Start of Provided entries

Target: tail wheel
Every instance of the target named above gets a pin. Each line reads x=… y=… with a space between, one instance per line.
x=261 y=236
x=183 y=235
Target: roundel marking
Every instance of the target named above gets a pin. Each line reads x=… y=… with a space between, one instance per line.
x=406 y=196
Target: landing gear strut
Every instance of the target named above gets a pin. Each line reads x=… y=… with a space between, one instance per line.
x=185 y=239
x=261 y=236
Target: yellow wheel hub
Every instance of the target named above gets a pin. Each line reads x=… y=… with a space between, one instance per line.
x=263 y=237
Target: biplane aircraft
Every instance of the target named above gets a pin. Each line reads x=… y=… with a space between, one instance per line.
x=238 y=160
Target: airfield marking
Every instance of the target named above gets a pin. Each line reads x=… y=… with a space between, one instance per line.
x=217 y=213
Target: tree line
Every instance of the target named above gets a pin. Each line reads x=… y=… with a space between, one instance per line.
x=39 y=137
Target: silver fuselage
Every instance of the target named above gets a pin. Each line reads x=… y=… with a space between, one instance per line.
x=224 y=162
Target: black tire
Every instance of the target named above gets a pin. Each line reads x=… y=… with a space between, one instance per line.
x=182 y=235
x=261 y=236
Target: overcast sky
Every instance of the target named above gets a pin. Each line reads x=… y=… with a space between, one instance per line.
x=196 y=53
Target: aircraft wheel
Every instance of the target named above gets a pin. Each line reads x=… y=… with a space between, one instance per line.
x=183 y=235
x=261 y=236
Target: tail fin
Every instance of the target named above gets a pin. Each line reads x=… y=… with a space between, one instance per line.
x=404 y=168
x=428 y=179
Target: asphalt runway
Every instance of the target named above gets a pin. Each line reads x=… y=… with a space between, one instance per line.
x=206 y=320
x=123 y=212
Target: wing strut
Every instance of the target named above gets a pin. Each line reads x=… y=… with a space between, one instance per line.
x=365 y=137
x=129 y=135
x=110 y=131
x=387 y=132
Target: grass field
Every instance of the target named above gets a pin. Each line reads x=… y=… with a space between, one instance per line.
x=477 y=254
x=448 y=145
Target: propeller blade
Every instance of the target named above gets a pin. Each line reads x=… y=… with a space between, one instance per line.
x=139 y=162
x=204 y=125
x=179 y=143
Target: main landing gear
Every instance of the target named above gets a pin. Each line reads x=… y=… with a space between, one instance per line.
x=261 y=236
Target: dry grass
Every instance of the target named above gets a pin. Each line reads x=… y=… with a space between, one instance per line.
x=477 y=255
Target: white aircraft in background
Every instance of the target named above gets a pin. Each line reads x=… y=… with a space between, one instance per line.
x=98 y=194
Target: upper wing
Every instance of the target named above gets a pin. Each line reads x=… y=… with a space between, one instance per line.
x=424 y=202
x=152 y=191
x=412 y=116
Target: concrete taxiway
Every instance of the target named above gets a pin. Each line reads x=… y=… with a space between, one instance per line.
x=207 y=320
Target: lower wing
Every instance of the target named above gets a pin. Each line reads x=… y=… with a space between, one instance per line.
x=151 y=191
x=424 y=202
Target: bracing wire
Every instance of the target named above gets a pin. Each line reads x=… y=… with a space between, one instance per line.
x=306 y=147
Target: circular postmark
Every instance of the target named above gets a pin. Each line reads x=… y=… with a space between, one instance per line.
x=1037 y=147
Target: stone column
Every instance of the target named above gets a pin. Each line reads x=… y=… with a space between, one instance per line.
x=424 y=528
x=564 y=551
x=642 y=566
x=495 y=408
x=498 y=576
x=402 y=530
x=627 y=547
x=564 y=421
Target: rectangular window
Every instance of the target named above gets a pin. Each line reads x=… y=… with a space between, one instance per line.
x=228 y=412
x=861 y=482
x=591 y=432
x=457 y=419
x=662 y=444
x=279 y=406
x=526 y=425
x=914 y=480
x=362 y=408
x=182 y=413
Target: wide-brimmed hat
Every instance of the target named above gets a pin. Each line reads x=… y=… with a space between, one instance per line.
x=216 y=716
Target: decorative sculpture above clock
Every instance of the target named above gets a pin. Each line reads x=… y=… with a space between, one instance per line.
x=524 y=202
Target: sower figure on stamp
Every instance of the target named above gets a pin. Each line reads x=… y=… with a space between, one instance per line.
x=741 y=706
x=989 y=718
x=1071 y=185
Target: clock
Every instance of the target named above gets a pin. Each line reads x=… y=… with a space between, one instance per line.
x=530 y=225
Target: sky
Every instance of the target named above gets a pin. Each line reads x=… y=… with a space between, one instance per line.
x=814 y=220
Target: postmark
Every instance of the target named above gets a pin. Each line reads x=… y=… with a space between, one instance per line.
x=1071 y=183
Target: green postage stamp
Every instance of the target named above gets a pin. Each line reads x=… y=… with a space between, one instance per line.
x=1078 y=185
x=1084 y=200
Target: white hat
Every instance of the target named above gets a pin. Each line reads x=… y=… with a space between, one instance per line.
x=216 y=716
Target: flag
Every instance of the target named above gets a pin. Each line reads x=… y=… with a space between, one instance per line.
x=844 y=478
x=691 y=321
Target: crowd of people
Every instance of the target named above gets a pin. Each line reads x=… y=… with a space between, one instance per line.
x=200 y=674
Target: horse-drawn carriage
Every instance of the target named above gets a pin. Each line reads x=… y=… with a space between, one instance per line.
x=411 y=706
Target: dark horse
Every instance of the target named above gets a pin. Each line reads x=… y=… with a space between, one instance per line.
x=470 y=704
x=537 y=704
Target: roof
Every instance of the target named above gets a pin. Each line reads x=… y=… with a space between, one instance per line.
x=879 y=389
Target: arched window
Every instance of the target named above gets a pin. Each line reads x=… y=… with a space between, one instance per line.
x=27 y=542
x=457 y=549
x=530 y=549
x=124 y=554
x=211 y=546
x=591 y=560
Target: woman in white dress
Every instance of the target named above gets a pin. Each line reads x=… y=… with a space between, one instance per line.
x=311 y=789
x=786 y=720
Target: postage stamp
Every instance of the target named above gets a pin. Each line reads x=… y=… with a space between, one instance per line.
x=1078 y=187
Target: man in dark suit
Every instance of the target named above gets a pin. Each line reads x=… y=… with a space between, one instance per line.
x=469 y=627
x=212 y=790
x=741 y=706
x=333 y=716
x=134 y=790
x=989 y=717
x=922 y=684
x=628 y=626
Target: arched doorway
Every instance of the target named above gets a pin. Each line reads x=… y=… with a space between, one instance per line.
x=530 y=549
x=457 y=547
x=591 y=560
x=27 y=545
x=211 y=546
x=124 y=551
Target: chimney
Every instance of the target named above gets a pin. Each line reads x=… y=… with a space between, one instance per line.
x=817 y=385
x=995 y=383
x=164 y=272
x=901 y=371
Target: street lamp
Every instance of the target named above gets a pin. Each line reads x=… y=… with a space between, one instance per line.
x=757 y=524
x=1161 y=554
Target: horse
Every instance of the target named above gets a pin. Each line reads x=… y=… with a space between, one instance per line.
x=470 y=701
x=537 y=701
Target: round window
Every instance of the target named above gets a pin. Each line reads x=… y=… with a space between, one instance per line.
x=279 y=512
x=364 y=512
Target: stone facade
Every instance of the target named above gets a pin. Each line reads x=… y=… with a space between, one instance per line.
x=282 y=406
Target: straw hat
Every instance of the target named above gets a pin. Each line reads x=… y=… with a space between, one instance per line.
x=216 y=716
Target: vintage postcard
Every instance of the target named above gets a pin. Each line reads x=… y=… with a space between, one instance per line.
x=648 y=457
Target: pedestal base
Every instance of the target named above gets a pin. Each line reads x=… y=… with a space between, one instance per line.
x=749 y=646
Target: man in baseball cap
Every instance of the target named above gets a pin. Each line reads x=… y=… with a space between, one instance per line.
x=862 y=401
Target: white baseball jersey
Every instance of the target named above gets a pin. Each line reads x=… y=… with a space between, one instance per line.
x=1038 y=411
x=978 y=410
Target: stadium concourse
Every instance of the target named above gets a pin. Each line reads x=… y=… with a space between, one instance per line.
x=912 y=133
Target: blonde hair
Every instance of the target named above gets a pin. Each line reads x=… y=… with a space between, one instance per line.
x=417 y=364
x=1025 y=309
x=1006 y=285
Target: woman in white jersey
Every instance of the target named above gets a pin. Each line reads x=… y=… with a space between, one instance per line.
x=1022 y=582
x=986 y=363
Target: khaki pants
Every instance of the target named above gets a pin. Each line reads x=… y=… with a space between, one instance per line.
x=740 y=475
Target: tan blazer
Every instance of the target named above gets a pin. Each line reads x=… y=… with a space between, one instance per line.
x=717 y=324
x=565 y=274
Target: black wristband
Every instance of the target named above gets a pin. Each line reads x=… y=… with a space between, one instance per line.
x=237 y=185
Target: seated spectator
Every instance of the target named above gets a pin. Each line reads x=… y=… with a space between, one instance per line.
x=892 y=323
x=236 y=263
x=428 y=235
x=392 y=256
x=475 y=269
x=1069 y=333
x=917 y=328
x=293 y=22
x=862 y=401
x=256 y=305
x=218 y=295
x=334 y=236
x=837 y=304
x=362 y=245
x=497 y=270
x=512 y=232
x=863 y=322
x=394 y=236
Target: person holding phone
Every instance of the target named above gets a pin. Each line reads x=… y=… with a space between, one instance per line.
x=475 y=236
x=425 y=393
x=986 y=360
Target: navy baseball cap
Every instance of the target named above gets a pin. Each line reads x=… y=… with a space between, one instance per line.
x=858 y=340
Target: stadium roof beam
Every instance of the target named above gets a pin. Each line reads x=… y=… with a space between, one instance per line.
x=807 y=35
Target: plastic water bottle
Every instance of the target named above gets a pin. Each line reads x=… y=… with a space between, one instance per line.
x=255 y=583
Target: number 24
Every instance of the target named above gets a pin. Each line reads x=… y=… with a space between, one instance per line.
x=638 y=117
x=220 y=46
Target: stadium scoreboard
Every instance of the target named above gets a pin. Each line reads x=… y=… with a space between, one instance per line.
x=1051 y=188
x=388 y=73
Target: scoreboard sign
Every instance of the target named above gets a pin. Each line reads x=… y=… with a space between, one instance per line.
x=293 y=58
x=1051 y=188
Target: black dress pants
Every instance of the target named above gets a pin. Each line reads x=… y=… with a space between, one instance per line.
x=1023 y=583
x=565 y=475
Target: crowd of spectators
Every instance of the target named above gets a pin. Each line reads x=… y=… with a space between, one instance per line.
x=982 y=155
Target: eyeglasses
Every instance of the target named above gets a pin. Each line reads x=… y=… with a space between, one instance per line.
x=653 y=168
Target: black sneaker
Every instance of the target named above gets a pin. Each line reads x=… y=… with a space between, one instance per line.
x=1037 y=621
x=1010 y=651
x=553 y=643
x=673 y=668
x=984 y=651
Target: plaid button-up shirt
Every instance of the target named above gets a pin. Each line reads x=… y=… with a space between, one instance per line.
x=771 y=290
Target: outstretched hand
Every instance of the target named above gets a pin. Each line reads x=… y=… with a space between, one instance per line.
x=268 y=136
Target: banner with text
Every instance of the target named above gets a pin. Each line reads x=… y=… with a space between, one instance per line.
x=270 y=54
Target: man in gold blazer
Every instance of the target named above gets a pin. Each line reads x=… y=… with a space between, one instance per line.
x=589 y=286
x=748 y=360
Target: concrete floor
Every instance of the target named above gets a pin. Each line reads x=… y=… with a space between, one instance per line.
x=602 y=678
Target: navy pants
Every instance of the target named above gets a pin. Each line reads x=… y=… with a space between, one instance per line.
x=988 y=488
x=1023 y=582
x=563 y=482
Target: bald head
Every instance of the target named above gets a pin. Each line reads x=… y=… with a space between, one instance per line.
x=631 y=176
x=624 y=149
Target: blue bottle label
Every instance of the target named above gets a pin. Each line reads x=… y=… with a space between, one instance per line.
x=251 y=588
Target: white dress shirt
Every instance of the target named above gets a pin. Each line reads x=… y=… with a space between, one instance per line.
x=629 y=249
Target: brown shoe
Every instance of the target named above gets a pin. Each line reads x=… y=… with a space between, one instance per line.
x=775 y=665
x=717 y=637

End of Provided entries

### Assigned task
What is needed is an exact retyping of every line from the one containing "Target: man in gold blazer" through the final line of the entries, and only those lines.

### Task response
Target: man in gold blazer
Every instance of the target named above gets a pin. Each line reads x=… y=… with a space between, one instance per line.
x=589 y=286
x=748 y=360
Target: concrete floor
Every instance of the target named above gets a pin. Each line reads x=… y=… with a space between, one instance per line.
x=602 y=678
Target: navy pants
Every instance of the target named above gets a pin. Each line reads x=… y=… with a space between, one instance per line.
x=988 y=488
x=1023 y=582
x=563 y=482
Target: bald head
Every instance of the target named above gets a pin. Each line reads x=… y=… with a space between, one instance per line.
x=631 y=176
x=624 y=149
Target: blue bottle label
Every instance of the target named above gets a pin. Each line reads x=… y=… with a space between, one instance per line.
x=251 y=588
Target: white dress shirt
Every instance of the target named above gets a pin. Each line reads x=… y=… with a space between, one instance per line.
x=629 y=249
Target: brown shoe
Every instance of the target named above gets a pin. Each line reads x=… y=… with a space between, one instance per line.
x=775 y=665
x=717 y=637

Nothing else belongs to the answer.